**EXERCISE MATERIALS:**

++++++++

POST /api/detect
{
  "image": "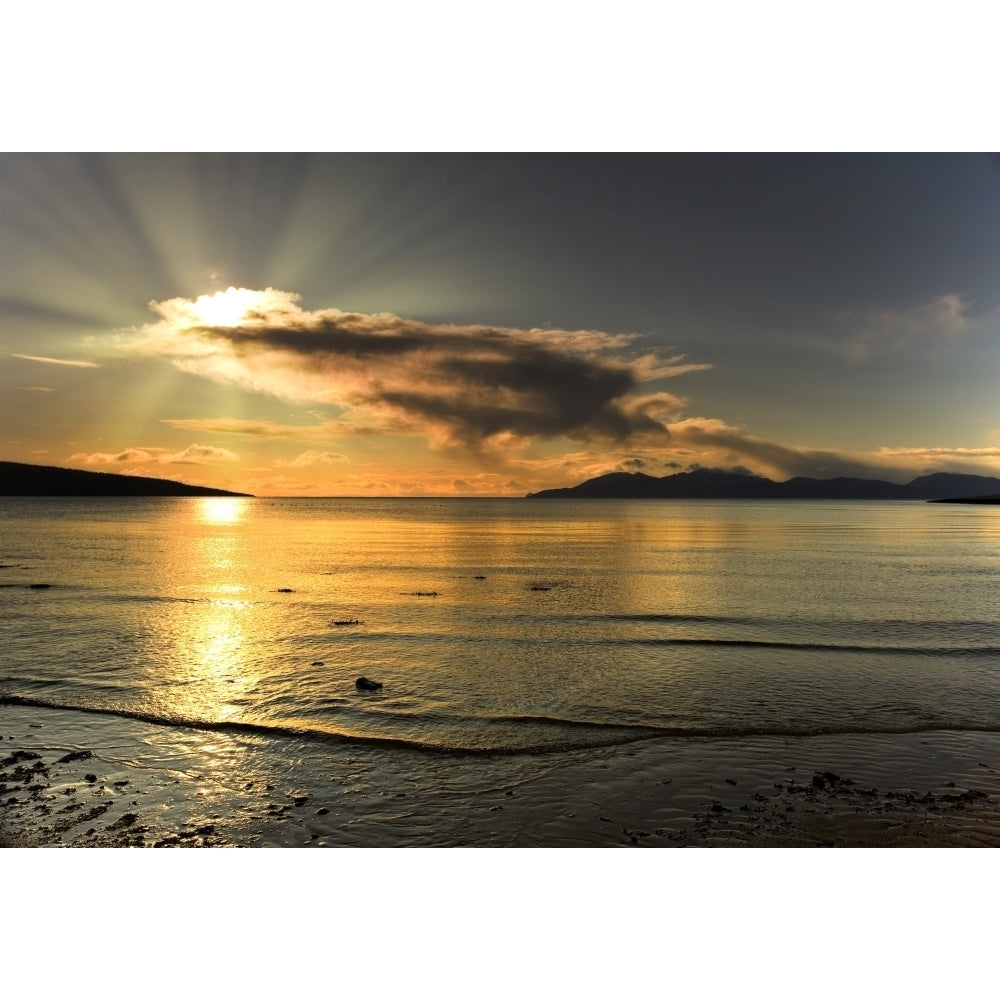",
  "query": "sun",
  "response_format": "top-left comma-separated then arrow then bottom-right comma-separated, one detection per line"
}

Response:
190,288 -> 267,327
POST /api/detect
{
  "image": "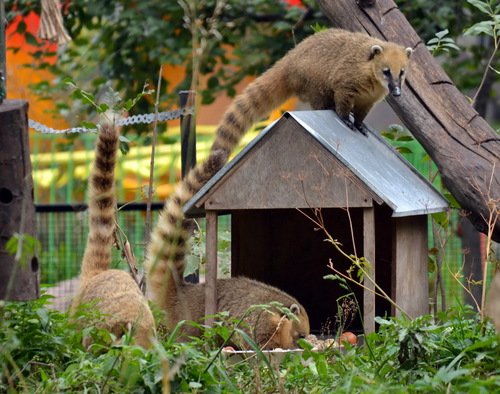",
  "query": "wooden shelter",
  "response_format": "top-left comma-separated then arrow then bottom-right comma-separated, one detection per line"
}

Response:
185,111 -> 448,332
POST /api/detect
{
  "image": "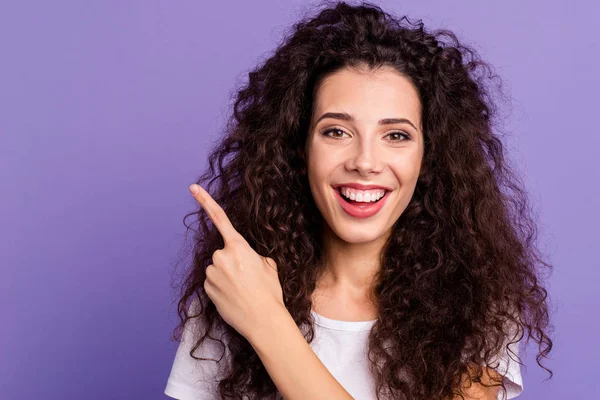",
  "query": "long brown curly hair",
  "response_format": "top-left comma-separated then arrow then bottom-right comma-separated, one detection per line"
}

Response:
174,2 -> 552,399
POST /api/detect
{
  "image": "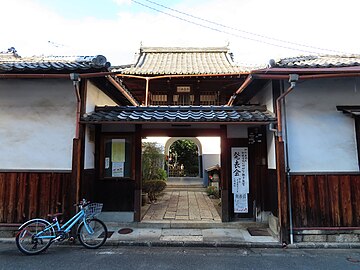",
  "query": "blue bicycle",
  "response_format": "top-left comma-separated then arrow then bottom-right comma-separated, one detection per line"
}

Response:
15,199 -> 107,255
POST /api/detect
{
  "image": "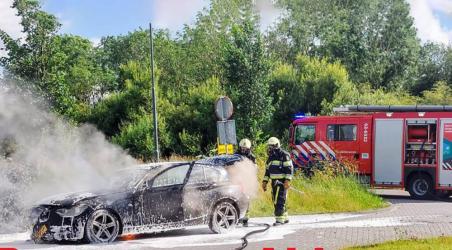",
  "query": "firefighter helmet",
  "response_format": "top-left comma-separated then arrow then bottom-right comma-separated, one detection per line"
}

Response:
239,138 -> 251,149
267,137 -> 281,148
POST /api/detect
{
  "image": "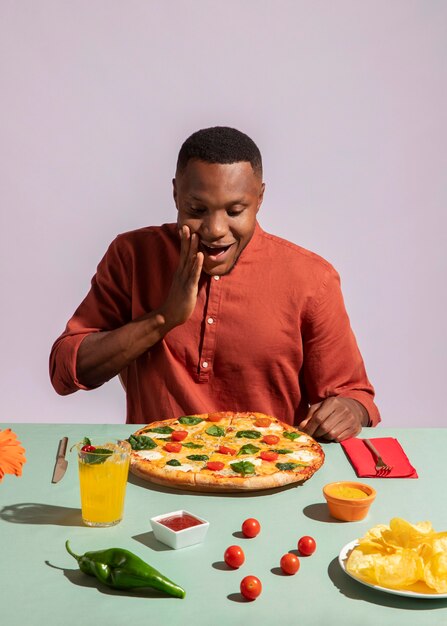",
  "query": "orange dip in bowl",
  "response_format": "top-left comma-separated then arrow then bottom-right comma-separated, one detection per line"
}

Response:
323,481 -> 376,522
327,483 -> 368,500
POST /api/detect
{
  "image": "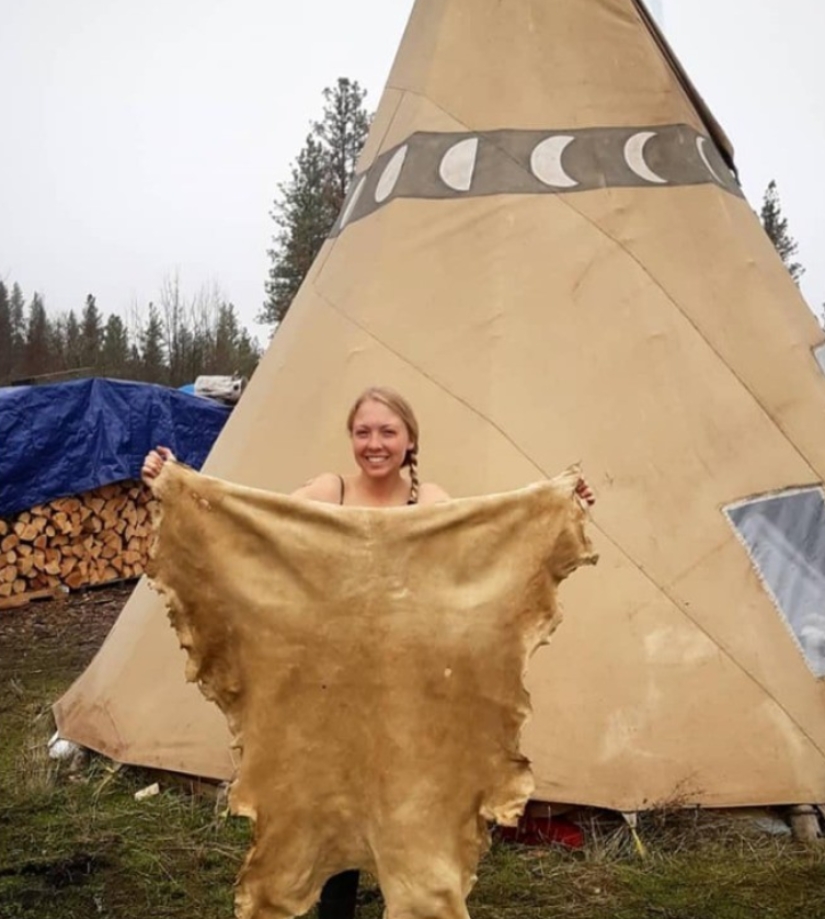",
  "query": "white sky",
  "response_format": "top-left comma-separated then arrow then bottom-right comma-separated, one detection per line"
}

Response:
0,0 -> 825,338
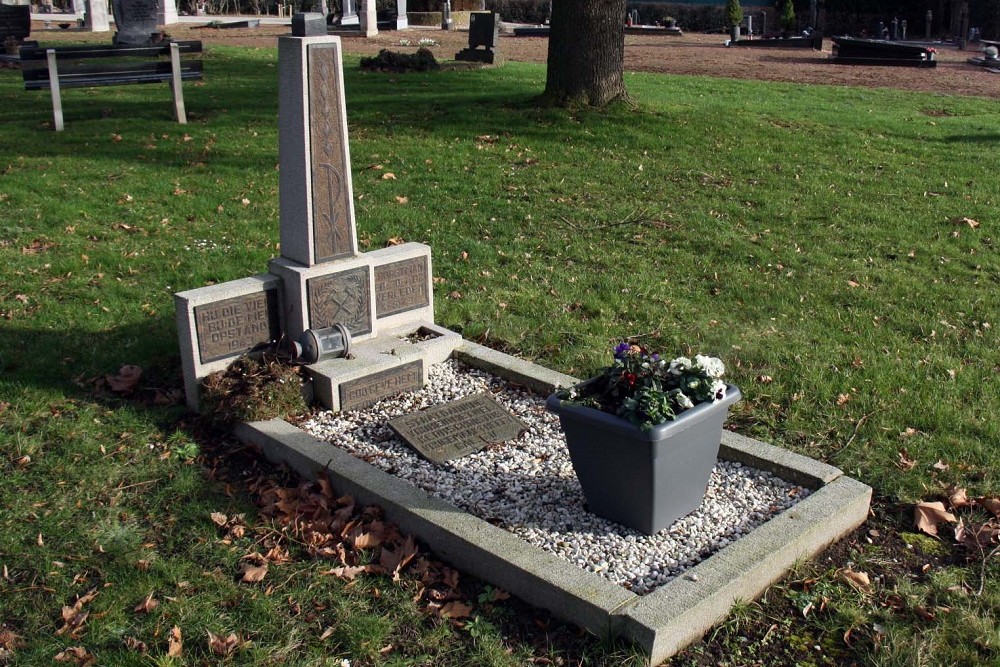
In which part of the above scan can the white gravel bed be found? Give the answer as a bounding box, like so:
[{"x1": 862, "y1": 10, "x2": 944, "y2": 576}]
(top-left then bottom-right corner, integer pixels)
[{"x1": 302, "y1": 360, "x2": 809, "y2": 595}]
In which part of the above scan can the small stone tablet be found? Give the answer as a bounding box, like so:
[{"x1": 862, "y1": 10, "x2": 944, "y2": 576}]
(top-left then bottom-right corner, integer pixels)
[{"x1": 388, "y1": 392, "x2": 528, "y2": 465}]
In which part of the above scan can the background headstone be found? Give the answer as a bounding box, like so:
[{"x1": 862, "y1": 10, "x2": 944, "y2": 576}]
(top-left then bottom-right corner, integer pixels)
[
  {"x1": 340, "y1": 0, "x2": 360, "y2": 25},
  {"x1": 156, "y1": 0, "x2": 177, "y2": 25},
  {"x1": 111, "y1": 0, "x2": 158, "y2": 46},
  {"x1": 83, "y1": 0, "x2": 111, "y2": 32},
  {"x1": 396, "y1": 0, "x2": 410, "y2": 30},
  {"x1": 360, "y1": 0, "x2": 378, "y2": 37}
]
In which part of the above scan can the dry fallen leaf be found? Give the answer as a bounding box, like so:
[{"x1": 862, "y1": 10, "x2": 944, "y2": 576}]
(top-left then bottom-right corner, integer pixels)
[
  {"x1": 896, "y1": 447, "x2": 917, "y2": 470},
  {"x1": 438, "y1": 600, "x2": 472, "y2": 618},
  {"x1": 124, "y1": 636, "x2": 149, "y2": 653},
  {"x1": 948, "y1": 489, "x2": 970, "y2": 510},
  {"x1": 243, "y1": 563, "x2": 267, "y2": 583},
  {"x1": 53, "y1": 646, "x2": 97, "y2": 667},
  {"x1": 133, "y1": 593, "x2": 160, "y2": 614},
  {"x1": 167, "y1": 625, "x2": 184, "y2": 658},
  {"x1": 951, "y1": 216, "x2": 979, "y2": 229},
  {"x1": 913, "y1": 501, "x2": 957, "y2": 537},
  {"x1": 104, "y1": 364, "x2": 142, "y2": 394},
  {"x1": 976, "y1": 498, "x2": 1000, "y2": 517},
  {"x1": 839, "y1": 568, "x2": 872, "y2": 593},
  {"x1": 208, "y1": 631, "x2": 240, "y2": 656}
]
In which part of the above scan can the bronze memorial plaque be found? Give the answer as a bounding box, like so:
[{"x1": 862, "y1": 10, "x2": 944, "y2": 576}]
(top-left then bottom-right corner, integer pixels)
[
  {"x1": 340, "y1": 361, "x2": 424, "y2": 410},
  {"x1": 194, "y1": 289, "x2": 280, "y2": 364},
  {"x1": 375, "y1": 257, "x2": 430, "y2": 317},
  {"x1": 309, "y1": 44, "x2": 354, "y2": 263},
  {"x1": 306, "y1": 266, "x2": 372, "y2": 336},
  {"x1": 389, "y1": 392, "x2": 528, "y2": 464}
]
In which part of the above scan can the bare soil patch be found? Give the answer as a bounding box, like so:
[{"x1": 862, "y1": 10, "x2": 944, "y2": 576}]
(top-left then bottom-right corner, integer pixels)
[{"x1": 32, "y1": 24, "x2": 1000, "y2": 97}]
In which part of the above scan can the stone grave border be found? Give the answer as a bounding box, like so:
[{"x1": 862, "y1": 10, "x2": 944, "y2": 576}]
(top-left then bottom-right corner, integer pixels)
[{"x1": 236, "y1": 339, "x2": 872, "y2": 664}]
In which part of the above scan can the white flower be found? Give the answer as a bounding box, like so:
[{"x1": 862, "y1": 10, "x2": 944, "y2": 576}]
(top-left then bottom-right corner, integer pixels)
[
  {"x1": 667, "y1": 357, "x2": 692, "y2": 375},
  {"x1": 694, "y1": 354, "x2": 726, "y2": 380},
  {"x1": 712, "y1": 380, "x2": 726, "y2": 403}
]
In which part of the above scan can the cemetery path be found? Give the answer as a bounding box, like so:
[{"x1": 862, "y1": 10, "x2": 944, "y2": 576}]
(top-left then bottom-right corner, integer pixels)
[{"x1": 92, "y1": 24, "x2": 1000, "y2": 98}]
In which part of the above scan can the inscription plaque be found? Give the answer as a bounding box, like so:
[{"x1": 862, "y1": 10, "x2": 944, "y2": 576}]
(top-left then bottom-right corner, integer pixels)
[
  {"x1": 388, "y1": 392, "x2": 528, "y2": 465},
  {"x1": 375, "y1": 257, "x2": 430, "y2": 317},
  {"x1": 309, "y1": 45, "x2": 354, "y2": 263},
  {"x1": 111, "y1": 0, "x2": 157, "y2": 46},
  {"x1": 194, "y1": 289, "x2": 280, "y2": 364},
  {"x1": 340, "y1": 361, "x2": 424, "y2": 410},
  {"x1": 306, "y1": 266, "x2": 372, "y2": 336}
]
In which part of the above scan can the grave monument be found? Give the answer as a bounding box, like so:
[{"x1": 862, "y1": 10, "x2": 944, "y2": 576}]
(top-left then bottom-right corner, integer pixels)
[
  {"x1": 83, "y1": 0, "x2": 111, "y2": 32},
  {"x1": 455, "y1": 12, "x2": 500, "y2": 65},
  {"x1": 175, "y1": 13, "x2": 871, "y2": 663},
  {"x1": 176, "y1": 11, "x2": 450, "y2": 410},
  {"x1": 111, "y1": 0, "x2": 158, "y2": 46}
]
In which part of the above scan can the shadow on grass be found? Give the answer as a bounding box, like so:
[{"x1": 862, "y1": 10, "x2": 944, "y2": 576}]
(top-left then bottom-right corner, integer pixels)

++++++++

**GIVEN PROBLEM:**
State how many lines in the items above contain the word "like". Reply with the number alone.

**RESULT OF THIS TASK:**
12